• _Records from a data source_:
-- begin --

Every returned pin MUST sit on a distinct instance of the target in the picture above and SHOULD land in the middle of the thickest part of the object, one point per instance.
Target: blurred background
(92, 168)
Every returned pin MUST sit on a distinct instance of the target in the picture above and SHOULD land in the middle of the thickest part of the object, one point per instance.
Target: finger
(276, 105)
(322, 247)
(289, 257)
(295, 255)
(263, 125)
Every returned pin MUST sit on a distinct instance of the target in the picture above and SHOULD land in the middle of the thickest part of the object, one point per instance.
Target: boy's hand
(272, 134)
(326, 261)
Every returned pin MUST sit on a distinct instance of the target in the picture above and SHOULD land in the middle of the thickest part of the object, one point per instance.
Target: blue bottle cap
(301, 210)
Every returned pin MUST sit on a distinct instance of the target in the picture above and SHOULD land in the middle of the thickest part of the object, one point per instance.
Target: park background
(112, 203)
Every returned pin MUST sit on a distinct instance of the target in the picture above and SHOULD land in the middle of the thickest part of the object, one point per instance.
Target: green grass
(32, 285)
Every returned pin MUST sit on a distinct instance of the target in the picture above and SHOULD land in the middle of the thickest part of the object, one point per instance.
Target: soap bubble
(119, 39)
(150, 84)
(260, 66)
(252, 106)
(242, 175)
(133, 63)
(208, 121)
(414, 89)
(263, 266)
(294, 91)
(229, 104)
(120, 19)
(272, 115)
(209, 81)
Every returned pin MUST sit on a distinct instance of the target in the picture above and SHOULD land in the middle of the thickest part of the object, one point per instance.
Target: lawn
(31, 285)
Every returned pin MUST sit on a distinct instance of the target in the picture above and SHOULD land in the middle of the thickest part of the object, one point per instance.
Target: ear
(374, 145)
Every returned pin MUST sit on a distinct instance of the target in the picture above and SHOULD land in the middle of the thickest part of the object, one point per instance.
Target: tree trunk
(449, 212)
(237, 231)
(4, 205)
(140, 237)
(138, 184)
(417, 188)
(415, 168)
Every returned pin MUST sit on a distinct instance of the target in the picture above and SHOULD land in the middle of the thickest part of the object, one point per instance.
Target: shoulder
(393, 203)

-- end --

• _Work to be completed_: Report each line of the material above that contains the string "background", copying every such line in full.

• _Worked solution_:
Target: blurred background
Target: park background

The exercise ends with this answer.